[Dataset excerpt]
════════════════
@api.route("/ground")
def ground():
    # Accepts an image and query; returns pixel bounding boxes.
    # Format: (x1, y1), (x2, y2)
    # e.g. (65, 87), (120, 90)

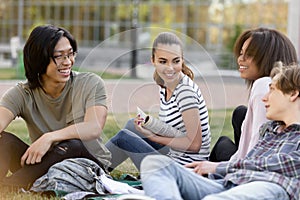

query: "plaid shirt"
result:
(216, 121), (300, 199)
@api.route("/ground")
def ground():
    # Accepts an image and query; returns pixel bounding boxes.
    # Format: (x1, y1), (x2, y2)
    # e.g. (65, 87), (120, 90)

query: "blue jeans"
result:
(105, 119), (169, 170)
(141, 155), (289, 200)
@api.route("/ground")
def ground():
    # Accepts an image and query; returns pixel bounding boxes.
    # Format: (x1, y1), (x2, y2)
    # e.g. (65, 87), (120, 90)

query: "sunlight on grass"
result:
(0, 109), (233, 200)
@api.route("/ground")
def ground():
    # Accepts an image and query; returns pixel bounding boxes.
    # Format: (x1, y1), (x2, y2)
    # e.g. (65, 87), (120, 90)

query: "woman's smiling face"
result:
(152, 44), (183, 85)
(237, 38), (259, 81)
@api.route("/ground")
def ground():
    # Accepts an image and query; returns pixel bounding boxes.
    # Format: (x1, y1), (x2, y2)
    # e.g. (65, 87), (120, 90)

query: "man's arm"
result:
(21, 106), (107, 165)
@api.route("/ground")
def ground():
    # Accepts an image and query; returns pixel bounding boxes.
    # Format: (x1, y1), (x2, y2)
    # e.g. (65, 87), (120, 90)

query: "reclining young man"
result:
(141, 61), (300, 200)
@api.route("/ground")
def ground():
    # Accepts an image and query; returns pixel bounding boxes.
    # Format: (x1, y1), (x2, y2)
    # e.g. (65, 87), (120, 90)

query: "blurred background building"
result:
(0, 0), (300, 76)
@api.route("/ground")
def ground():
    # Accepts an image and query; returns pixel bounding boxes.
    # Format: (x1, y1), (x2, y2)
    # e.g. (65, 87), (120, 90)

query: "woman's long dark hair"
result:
(234, 28), (297, 88)
(23, 25), (77, 89)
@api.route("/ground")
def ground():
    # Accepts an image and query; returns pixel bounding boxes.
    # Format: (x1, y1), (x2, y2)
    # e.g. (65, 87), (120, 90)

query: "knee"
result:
(124, 119), (135, 131)
(54, 139), (85, 155)
(232, 105), (247, 118)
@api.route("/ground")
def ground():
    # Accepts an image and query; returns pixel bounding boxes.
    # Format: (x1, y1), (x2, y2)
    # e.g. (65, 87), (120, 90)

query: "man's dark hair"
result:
(23, 25), (77, 89)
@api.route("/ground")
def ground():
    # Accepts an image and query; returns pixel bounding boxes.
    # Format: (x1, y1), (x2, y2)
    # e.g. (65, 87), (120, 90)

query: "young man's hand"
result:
(185, 161), (219, 175)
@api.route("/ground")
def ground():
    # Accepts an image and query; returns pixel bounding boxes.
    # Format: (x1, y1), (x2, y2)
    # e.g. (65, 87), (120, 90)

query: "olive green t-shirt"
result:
(0, 72), (110, 165)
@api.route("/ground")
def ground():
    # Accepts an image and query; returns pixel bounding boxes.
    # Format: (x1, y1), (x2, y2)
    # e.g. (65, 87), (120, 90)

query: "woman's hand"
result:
(134, 115), (155, 139)
(185, 161), (219, 175)
(21, 134), (52, 166)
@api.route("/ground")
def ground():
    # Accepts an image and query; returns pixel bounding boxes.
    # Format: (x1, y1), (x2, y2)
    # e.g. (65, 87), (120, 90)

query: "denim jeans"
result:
(141, 155), (289, 200)
(105, 119), (169, 170)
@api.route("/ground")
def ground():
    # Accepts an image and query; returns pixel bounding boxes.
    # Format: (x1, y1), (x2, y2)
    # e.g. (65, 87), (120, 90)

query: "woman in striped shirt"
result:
(106, 32), (211, 170)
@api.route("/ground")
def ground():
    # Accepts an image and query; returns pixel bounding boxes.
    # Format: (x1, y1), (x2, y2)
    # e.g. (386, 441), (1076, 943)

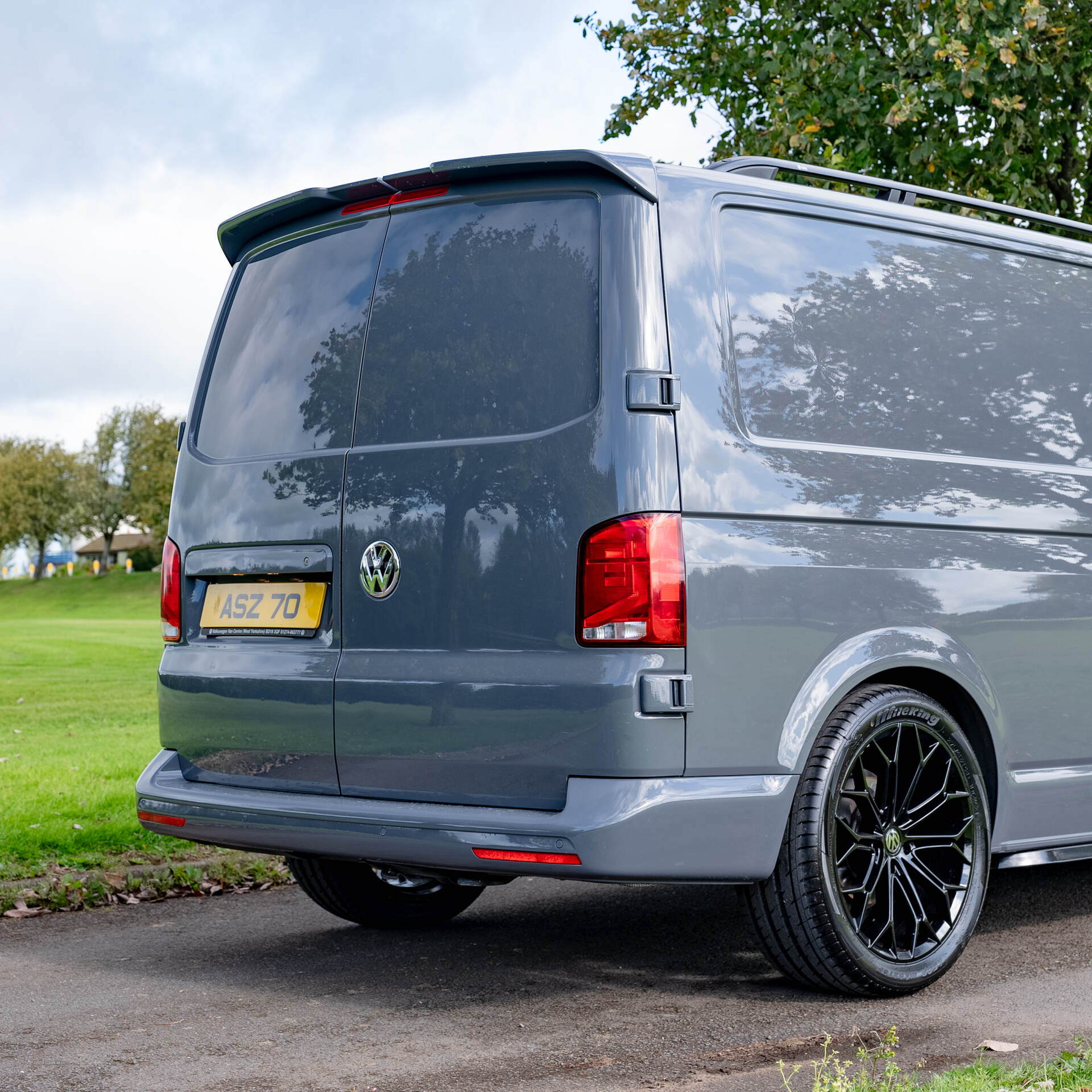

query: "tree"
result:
(577, 0), (1092, 218)
(77, 406), (132, 572)
(78, 404), (178, 569)
(126, 404), (179, 543)
(0, 440), (76, 580)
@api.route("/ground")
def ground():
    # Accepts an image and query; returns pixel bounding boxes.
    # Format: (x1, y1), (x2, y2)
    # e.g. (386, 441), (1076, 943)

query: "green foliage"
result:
(577, 0), (1092, 218)
(777, 1024), (914, 1092)
(0, 846), (293, 917)
(0, 439), (77, 580)
(0, 568), (159, 620)
(777, 1025), (1092, 1092)
(0, 615), (180, 879)
(76, 407), (132, 569)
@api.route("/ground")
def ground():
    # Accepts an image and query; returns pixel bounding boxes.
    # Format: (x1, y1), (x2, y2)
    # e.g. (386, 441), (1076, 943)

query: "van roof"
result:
(216, 148), (656, 266)
(706, 155), (1092, 245)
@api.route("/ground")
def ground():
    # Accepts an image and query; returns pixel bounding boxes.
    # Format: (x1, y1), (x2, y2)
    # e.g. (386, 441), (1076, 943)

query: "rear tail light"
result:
(136, 812), (185, 826)
(391, 185), (448, 204)
(474, 849), (580, 865)
(342, 193), (391, 216)
(159, 539), (183, 641)
(577, 513), (686, 646)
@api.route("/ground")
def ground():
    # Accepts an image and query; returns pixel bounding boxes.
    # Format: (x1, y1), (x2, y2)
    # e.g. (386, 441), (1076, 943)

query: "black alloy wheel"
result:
(744, 686), (990, 997)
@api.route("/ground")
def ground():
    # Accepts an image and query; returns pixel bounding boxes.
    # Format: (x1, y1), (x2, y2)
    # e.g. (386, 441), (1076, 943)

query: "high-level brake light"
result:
(391, 185), (448, 204)
(342, 185), (448, 216)
(577, 512), (686, 647)
(159, 539), (183, 641)
(474, 849), (580, 865)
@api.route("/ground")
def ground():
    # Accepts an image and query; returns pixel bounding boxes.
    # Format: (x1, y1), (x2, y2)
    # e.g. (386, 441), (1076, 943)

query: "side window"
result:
(721, 209), (1092, 466)
(354, 197), (599, 445)
(197, 217), (387, 458)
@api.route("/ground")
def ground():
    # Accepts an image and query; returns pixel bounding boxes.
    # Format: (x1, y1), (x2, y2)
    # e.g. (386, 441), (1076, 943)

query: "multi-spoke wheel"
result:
(288, 857), (483, 929)
(744, 686), (990, 996)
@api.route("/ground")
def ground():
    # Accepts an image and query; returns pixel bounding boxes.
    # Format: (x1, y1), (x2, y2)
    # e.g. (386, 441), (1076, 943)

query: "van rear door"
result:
(335, 177), (682, 809)
(159, 214), (387, 793)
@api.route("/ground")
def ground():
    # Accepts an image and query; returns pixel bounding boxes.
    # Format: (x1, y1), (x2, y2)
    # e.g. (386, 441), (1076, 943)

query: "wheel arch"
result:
(777, 628), (1002, 825)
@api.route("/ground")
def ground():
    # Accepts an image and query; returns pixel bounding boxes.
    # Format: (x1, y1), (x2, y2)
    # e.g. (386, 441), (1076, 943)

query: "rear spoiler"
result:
(216, 151), (656, 266)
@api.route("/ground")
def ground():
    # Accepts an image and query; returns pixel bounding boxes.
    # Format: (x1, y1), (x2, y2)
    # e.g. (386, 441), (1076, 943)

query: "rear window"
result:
(197, 217), (387, 458)
(354, 196), (599, 445)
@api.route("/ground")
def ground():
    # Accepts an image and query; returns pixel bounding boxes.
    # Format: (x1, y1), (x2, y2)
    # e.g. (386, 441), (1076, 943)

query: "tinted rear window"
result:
(355, 197), (599, 445)
(723, 210), (1092, 466)
(198, 217), (387, 458)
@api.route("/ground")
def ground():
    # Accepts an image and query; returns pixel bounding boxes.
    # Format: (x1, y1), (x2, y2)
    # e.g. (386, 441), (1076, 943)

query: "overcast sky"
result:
(0, 0), (717, 449)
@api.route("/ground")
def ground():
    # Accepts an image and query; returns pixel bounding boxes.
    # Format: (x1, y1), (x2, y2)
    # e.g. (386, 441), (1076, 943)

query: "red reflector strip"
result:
(474, 849), (580, 865)
(136, 812), (185, 826)
(342, 193), (394, 216)
(391, 185), (448, 204)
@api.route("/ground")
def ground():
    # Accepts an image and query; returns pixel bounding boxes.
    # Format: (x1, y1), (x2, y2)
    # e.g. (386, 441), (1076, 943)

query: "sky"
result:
(0, 0), (719, 450)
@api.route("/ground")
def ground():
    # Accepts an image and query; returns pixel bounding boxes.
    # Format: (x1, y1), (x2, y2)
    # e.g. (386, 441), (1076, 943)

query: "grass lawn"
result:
(0, 570), (195, 880)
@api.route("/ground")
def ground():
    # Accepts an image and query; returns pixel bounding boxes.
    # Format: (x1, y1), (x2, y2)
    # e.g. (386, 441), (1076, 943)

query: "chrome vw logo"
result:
(361, 539), (402, 599)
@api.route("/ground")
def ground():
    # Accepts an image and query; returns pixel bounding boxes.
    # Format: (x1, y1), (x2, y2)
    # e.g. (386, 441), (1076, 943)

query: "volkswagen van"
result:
(136, 152), (1092, 996)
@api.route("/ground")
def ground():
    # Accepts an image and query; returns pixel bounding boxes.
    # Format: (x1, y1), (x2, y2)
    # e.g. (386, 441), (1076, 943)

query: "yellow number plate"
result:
(201, 582), (326, 631)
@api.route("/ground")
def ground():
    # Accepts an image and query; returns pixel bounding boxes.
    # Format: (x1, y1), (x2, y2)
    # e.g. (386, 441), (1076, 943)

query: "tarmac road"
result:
(0, 865), (1092, 1092)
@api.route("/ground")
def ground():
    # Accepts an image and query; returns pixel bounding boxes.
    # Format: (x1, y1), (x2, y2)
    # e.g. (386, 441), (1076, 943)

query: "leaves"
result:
(76, 404), (178, 559)
(582, 0), (1092, 217)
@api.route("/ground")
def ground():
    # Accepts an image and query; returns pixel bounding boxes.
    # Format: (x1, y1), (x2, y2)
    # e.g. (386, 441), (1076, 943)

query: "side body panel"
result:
(659, 168), (1092, 850)
(335, 177), (684, 809)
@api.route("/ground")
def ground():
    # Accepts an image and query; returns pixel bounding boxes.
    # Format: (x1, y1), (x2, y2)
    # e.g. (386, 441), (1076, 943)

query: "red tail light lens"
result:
(474, 849), (580, 865)
(577, 513), (686, 646)
(342, 193), (393, 216)
(342, 185), (448, 216)
(159, 539), (183, 641)
(136, 812), (185, 826)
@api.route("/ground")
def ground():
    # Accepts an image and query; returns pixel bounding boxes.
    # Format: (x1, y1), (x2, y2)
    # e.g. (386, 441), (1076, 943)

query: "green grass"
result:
(0, 571), (193, 879)
(777, 1027), (1092, 1092)
(0, 568), (159, 626)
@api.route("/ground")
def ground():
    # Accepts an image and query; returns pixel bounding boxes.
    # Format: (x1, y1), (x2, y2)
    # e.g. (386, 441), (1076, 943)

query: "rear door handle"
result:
(626, 371), (682, 411)
(641, 675), (693, 713)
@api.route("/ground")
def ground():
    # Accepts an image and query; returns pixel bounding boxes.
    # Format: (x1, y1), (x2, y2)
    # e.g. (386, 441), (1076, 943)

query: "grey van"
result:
(136, 152), (1092, 996)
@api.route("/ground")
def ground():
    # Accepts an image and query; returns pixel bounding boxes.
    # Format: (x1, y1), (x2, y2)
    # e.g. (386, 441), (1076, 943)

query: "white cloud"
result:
(6, 0), (734, 448)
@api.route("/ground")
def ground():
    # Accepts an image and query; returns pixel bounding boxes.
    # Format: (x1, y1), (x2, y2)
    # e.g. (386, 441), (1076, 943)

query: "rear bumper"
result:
(136, 750), (796, 882)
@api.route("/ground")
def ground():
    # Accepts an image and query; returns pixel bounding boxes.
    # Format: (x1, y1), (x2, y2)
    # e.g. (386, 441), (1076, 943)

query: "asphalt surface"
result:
(0, 865), (1092, 1092)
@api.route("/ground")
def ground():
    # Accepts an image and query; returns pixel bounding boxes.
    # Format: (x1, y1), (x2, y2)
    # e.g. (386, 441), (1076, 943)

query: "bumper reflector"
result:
(474, 847), (580, 865)
(136, 812), (185, 826)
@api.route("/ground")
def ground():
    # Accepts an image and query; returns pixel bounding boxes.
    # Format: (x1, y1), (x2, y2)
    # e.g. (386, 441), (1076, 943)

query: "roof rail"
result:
(708, 155), (1092, 243)
(216, 150), (656, 266)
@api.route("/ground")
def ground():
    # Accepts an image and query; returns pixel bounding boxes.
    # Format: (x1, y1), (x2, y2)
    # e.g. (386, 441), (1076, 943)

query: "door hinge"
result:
(641, 675), (693, 713)
(626, 371), (682, 410)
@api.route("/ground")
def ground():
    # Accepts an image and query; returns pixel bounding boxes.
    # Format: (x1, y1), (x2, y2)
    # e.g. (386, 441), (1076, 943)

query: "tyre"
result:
(287, 857), (483, 929)
(743, 686), (990, 997)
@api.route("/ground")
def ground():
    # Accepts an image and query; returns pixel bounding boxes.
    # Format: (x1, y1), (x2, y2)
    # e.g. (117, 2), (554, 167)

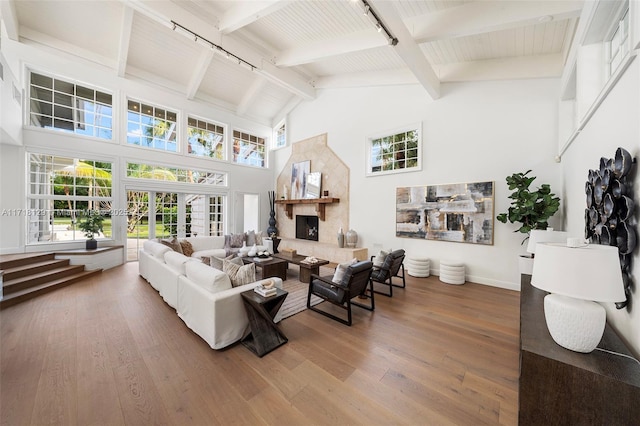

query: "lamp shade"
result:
(531, 243), (626, 302)
(527, 229), (569, 253)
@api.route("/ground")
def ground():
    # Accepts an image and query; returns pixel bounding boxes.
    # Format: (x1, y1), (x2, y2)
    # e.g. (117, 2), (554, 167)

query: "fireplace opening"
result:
(296, 215), (318, 241)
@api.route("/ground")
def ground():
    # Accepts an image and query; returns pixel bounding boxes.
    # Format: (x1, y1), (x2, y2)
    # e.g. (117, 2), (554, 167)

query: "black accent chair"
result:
(371, 249), (407, 297)
(307, 260), (375, 326)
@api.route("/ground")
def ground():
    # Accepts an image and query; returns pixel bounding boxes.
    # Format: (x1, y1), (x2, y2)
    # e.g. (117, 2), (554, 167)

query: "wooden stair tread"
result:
(0, 269), (102, 308)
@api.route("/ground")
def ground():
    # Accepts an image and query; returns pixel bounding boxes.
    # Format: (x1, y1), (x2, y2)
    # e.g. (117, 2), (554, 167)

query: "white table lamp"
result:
(531, 243), (626, 353)
(527, 228), (569, 255)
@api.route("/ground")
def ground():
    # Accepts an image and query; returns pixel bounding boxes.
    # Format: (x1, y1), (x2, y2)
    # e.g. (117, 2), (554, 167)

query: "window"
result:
(26, 153), (113, 243)
(127, 163), (227, 186)
(367, 125), (421, 176)
(607, 6), (629, 76)
(273, 121), (287, 149)
(233, 130), (266, 167)
(127, 100), (178, 152)
(187, 117), (225, 160)
(29, 72), (113, 139)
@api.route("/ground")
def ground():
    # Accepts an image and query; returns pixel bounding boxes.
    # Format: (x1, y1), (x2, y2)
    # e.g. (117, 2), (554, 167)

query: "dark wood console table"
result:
(518, 275), (640, 426)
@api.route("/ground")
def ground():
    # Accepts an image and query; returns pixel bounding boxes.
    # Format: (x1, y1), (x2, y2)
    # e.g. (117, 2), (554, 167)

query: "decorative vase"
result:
(338, 228), (344, 248)
(346, 229), (358, 248)
(267, 191), (278, 237)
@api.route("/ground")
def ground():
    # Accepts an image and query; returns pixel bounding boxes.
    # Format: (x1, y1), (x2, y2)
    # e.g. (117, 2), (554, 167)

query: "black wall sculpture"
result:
(584, 148), (637, 309)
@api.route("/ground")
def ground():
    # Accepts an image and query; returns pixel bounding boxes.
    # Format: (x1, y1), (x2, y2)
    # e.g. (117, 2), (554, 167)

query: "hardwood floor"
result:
(0, 262), (519, 425)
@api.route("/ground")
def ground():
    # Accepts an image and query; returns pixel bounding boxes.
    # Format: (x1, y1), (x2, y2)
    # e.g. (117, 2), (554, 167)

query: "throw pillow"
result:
(209, 254), (244, 271)
(180, 240), (193, 257)
(331, 258), (358, 284)
(229, 234), (244, 248)
(373, 249), (391, 268)
(222, 260), (256, 287)
(247, 231), (257, 247)
(159, 237), (182, 253)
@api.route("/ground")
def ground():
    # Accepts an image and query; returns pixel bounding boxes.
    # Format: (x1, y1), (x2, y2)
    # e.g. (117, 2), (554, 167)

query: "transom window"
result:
(233, 130), (266, 167)
(127, 163), (227, 186)
(25, 153), (113, 243)
(187, 117), (225, 160)
(127, 100), (178, 152)
(29, 72), (113, 139)
(367, 125), (421, 176)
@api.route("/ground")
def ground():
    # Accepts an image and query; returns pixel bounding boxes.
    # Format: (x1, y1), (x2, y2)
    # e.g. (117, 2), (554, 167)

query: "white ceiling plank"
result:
(371, 0), (440, 99)
(116, 6), (133, 77)
(122, 0), (316, 99)
(316, 68), (418, 89)
(236, 76), (266, 116)
(0, 0), (20, 41)
(434, 53), (564, 83)
(186, 49), (214, 99)
(404, 1), (584, 43)
(276, 28), (389, 67)
(219, 0), (291, 34)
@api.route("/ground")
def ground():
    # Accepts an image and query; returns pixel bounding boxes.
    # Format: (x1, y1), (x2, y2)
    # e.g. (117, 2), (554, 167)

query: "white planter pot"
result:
(518, 255), (533, 275)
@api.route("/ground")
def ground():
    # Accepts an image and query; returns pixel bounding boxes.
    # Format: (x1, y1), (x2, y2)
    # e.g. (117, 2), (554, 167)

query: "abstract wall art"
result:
(396, 182), (494, 245)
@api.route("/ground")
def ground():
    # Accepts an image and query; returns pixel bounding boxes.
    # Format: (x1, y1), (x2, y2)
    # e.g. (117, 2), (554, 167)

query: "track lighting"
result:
(171, 21), (257, 71)
(360, 0), (398, 46)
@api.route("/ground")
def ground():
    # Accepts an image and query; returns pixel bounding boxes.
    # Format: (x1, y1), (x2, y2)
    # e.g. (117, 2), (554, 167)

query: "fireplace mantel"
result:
(276, 197), (340, 221)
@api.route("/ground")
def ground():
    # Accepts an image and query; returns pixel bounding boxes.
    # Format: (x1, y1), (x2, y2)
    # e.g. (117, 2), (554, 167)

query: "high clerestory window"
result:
(127, 99), (178, 152)
(367, 125), (421, 176)
(187, 117), (225, 160)
(29, 72), (113, 139)
(232, 130), (267, 167)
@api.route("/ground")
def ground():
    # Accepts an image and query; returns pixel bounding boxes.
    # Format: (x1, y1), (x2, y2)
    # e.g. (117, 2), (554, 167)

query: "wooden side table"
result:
(240, 288), (289, 357)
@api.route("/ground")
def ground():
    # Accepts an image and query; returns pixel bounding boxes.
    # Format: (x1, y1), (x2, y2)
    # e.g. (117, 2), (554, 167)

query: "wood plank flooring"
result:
(0, 262), (519, 425)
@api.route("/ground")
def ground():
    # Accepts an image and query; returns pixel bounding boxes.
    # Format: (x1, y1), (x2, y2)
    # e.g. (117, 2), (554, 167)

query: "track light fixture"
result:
(361, 0), (398, 46)
(171, 21), (257, 71)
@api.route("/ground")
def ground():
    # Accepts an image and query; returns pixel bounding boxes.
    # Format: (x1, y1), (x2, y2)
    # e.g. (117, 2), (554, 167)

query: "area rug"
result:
(274, 266), (334, 322)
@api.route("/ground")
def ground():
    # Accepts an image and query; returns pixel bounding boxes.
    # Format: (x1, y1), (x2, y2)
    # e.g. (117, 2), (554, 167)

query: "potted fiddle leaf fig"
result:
(78, 210), (104, 250)
(496, 170), (560, 274)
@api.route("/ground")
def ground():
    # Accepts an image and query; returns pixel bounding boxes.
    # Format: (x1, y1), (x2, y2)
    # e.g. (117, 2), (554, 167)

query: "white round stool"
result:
(405, 257), (431, 278)
(440, 260), (464, 284)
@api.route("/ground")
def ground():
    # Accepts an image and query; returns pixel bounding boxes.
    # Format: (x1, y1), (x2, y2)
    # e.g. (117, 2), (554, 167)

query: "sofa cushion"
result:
(164, 251), (197, 275)
(184, 262), (231, 293)
(180, 240), (193, 256)
(222, 260), (256, 287)
(158, 237), (182, 253)
(209, 254), (244, 271)
(331, 257), (358, 284)
(144, 241), (172, 261)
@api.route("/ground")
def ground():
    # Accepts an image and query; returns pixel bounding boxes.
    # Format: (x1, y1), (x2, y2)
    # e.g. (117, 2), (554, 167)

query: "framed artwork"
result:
(396, 182), (494, 245)
(291, 160), (311, 200)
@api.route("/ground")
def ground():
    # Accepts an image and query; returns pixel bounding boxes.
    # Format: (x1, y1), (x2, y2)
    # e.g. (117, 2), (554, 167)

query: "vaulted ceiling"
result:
(0, 0), (582, 125)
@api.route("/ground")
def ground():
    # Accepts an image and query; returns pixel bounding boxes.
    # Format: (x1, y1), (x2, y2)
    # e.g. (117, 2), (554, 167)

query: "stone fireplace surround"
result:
(276, 133), (368, 263)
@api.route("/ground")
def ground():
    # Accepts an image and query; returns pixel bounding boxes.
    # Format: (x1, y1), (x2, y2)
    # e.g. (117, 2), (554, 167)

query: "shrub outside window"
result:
(233, 130), (266, 167)
(127, 100), (178, 152)
(367, 125), (422, 176)
(187, 117), (225, 160)
(29, 72), (113, 139)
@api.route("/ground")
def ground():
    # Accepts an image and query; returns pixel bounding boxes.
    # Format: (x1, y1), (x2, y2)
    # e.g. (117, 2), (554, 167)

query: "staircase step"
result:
(3, 259), (69, 281)
(2, 265), (84, 295)
(0, 266), (102, 309)
(0, 253), (55, 270)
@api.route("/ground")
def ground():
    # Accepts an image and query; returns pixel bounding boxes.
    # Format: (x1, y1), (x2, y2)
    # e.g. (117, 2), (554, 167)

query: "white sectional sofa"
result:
(139, 237), (282, 349)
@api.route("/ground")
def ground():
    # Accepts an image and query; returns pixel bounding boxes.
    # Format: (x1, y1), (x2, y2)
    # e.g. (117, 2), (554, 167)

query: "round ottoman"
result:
(404, 257), (431, 278)
(440, 260), (464, 284)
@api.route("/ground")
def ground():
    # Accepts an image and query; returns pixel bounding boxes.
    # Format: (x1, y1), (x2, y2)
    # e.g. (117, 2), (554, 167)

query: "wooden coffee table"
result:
(242, 257), (288, 281)
(273, 253), (329, 284)
(240, 289), (289, 357)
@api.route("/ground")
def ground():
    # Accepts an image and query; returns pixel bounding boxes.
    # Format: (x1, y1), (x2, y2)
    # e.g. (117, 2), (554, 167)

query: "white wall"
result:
(562, 59), (640, 354)
(0, 39), (275, 253)
(276, 79), (561, 289)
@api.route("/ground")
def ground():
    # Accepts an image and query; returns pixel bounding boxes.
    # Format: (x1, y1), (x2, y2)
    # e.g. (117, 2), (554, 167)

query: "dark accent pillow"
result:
(158, 237), (182, 253)
(180, 240), (193, 257)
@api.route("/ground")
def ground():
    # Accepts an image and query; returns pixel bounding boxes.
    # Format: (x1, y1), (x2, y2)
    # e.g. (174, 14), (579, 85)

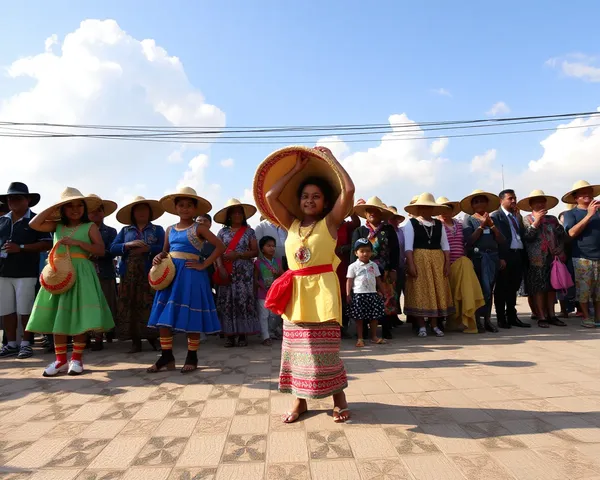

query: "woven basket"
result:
(40, 246), (76, 295)
(148, 254), (175, 290)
════════════════
Return the rows above exactly, starting at the first line and ending with the line that holds "(0, 0), (300, 76)", both included. Leave the pictures out of your answer.

— Response to this task —
@api.route("/ground")
def ground():
    # Accepts an image and query; returns pixel bounding boxes.
    # Format: (x1, y1), (x2, y2)
    # e.g. (65, 87), (120, 90)


query: "plaid shirt"
result:
(216, 121), (300, 199)
@api.route("/ground")
def ground():
    # Accepts an image and query; returns pixel bounding boxes.
    # Format: (x1, y1), (x2, y2)
    # e.g. (65, 87), (120, 90)

query: "blue jeans"
result:
(105, 119), (169, 170)
(141, 155), (289, 200)
@api.route("/ground")
def ground():
    # Accepts an image and query; returns pixel bounding boxes.
    # Format: (x1, y1), (x2, y2)
    # e.g. (65, 87), (120, 90)

query: "sunlight on grass"
result:
(0, 109), (233, 200)
@api.route("/ground")
def ground():
    # Accepts an image and query; returns pixel bounding boxes.
    # Format: (x1, y1), (x2, y2)
    # e.g. (65, 87), (120, 90)

query: "woman's smiling face"
result:
(152, 44), (183, 85)
(237, 38), (259, 81)
@api.route("/ground")
def ground():
    # Accepts an image and query; returns pixel bounding boxes.
    # Format: (x1, y1), (x2, y2)
    # e.g. (65, 87), (120, 90)

query: "man's arm"
result:
(21, 106), (107, 165)
@api.route("/ground")
def ground():
    # Accepts an image and query; returns pixel bounding boxes.
    # Format: (x1, y1), (x2, y2)
    # e.g. (65, 87), (120, 90)

query: "reclining young man"
result:
(141, 61), (300, 200)
@api.route("/ground")
def ground():
    # Accepts an image and query; returns pixel bounding boxes.
    # Format: (x1, y1), (x2, y2)
    # e.g. (65, 87), (120, 90)

query: "blurred background building"
result:
(0, 0), (300, 76)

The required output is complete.